__Material to process__
^^^^

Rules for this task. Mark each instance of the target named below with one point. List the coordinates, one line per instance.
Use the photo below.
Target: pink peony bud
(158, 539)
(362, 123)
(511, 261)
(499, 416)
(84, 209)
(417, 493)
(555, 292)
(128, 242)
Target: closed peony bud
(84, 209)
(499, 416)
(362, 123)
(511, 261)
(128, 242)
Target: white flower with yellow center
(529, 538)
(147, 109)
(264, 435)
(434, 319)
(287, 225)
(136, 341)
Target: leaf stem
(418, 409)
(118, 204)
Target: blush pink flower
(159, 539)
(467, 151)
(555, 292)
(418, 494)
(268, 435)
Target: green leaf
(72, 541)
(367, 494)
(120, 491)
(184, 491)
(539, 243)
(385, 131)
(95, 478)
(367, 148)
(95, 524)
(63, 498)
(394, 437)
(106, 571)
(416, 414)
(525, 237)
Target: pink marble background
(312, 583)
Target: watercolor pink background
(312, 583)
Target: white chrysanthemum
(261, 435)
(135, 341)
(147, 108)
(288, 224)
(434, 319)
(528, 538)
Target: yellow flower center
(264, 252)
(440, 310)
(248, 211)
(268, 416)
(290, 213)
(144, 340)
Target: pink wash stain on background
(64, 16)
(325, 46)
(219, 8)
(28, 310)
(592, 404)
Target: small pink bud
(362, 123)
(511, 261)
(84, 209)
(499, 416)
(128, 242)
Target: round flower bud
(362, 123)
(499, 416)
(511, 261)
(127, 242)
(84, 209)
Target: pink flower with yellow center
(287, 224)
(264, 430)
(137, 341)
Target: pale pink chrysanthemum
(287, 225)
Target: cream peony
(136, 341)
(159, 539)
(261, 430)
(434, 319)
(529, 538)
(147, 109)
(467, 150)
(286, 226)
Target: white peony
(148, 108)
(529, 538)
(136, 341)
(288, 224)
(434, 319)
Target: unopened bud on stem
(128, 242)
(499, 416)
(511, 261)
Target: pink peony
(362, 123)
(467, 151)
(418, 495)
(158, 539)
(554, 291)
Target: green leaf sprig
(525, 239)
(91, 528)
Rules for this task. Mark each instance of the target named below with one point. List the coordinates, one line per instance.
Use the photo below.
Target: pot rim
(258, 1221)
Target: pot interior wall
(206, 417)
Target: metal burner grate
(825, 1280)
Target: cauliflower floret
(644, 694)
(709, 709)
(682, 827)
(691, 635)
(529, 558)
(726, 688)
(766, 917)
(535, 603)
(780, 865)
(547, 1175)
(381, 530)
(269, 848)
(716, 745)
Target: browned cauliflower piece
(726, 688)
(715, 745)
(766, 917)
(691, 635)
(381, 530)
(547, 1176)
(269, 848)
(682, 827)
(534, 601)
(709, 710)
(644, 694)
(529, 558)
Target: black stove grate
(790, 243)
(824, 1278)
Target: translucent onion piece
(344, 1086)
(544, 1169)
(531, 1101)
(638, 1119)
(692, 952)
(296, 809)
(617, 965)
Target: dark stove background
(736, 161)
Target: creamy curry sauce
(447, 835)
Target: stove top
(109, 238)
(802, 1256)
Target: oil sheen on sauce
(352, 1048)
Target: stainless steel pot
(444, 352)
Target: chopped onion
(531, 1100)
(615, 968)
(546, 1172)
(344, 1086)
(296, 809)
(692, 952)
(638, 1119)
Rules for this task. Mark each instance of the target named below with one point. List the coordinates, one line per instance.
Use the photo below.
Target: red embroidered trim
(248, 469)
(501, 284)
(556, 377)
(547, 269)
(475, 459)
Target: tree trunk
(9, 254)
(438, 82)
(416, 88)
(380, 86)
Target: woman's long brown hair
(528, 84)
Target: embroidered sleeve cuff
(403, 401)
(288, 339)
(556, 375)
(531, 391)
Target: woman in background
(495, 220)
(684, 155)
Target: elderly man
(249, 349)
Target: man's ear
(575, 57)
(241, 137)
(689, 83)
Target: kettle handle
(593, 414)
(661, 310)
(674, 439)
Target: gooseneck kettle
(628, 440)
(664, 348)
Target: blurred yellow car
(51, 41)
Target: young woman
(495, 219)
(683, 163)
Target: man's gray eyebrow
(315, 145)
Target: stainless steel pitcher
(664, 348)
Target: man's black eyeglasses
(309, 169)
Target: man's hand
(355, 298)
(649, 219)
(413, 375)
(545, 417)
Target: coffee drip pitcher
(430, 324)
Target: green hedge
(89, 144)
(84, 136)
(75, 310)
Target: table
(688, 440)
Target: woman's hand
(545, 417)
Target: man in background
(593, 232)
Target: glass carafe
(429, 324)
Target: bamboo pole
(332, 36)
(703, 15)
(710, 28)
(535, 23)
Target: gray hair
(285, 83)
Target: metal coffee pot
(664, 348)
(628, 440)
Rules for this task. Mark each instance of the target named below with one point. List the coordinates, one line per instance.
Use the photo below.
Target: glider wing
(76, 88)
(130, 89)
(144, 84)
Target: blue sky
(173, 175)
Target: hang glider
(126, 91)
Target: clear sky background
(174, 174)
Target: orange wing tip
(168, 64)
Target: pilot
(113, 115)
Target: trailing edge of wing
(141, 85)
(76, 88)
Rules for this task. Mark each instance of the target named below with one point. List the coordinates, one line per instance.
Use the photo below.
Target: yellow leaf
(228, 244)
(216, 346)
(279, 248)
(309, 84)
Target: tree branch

^^^^

__The problem__
Every line from the one containing "Target: young woman" through the last line of the entries must be written out verbatim, and no other line.

__Written answer__
Target: young woman
(495, 219)
(683, 163)
Target: man's gray eyebrow
(315, 145)
Target: stainless steel pitcher
(664, 348)
Target: man's black eyeglasses
(309, 169)
Target: man's hand
(355, 298)
(649, 219)
(413, 375)
(545, 417)
Target: coffee drip pitcher
(430, 324)
Target: green hedge
(89, 144)
(84, 136)
(75, 310)
Target: table
(688, 440)
Target: woman's hand
(545, 417)
Target: man in background
(593, 232)
Target: glass carafe
(429, 324)
Target: bamboo pole
(332, 36)
(703, 15)
(710, 28)
(535, 23)
Target: gray hair
(285, 83)
Target: metal coffee pot
(664, 348)
(628, 440)
Rules for this task. Mark each instance of the target named below with one point. List the coordinates, one line per instance.
Use the photo below.
Target: glider wing
(76, 88)
(130, 89)
(144, 84)
Target: blue sky
(173, 175)
Target: hang glider
(126, 91)
Target: clear sky background
(174, 174)
Target: orange wing tip
(168, 64)
Target: pilot
(113, 115)
Target: trailing edge of wing
(141, 85)
(76, 88)
Rules for this task. Mark each instance of the target named below with one point. List the coordinates, one line per instance.
Use the photo below.
Target: yellow leaf
(228, 244)
(216, 346)
(279, 248)
(309, 84)
Target: tree branch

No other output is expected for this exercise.